WHAT YOU NEED TO DO: Copy out every line in the items below that contains the string "church". Case counts, so a line matches only when the capital and small letters are the same.

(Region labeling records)
----------

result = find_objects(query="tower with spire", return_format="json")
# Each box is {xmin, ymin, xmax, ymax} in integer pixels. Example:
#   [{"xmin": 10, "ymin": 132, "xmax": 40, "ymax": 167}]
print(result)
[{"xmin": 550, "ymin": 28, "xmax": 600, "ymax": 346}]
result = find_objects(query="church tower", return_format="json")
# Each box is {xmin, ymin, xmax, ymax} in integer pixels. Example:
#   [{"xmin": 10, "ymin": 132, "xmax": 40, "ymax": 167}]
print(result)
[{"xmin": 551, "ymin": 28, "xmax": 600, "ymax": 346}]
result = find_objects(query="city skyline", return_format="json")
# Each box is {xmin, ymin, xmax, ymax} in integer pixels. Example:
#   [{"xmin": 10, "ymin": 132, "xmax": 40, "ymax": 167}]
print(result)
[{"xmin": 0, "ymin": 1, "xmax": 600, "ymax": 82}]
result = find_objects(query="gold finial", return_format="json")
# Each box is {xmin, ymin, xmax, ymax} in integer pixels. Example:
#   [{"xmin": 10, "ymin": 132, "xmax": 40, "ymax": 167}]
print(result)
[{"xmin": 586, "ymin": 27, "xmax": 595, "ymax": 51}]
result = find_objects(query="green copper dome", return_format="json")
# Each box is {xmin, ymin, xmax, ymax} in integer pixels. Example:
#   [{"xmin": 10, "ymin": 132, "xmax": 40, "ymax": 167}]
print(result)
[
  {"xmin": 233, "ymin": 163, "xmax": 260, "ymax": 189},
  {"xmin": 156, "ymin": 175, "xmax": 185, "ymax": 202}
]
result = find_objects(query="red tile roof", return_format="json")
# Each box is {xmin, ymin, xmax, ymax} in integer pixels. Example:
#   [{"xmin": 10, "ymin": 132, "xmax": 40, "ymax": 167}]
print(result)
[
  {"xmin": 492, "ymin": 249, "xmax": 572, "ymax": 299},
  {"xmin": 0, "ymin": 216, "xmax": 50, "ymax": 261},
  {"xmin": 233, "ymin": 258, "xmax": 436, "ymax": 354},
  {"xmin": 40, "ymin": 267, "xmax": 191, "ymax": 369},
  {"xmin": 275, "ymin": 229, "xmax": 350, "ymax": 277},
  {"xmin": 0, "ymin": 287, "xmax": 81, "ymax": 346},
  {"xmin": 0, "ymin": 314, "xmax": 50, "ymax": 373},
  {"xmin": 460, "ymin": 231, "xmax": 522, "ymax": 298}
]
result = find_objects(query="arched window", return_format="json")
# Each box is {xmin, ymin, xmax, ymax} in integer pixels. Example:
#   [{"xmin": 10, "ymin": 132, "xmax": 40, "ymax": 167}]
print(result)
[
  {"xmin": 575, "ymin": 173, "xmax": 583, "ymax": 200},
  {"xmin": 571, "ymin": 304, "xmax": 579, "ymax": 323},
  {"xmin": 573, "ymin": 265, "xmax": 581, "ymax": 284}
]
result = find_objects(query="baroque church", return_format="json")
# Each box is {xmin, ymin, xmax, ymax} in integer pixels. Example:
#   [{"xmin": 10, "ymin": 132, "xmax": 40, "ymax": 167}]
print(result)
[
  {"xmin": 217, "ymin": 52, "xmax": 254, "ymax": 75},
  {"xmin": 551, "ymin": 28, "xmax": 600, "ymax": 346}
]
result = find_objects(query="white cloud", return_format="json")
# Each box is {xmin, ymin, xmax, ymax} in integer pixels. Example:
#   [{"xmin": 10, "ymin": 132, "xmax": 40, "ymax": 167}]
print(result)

----------

WRITTEN REPLY:
result = find_objects(query="church tower", return_format="json")
result = find_objects(query="baroque church", return_format="json")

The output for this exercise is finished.